Top of INFORMATION GIVEN

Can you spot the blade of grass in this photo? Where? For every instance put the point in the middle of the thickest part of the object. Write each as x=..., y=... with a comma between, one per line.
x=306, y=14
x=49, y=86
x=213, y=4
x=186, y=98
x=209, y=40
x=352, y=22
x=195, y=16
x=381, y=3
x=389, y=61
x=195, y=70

Bottom of INFORMATION GIVEN

REQUIREMENT → Every line above should be written out again exactly as it stands.

YOUR RESPONSE →
Can you spot the blade of grass in this photo? Where? For every instance put the point in the middle of the thickest part of the object. Write each as x=..., y=... with a comma between, one per line.
x=306, y=14
x=49, y=86
x=213, y=4
x=186, y=98
x=209, y=40
x=352, y=22
x=195, y=16
x=381, y=3
x=389, y=61
x=195, y=70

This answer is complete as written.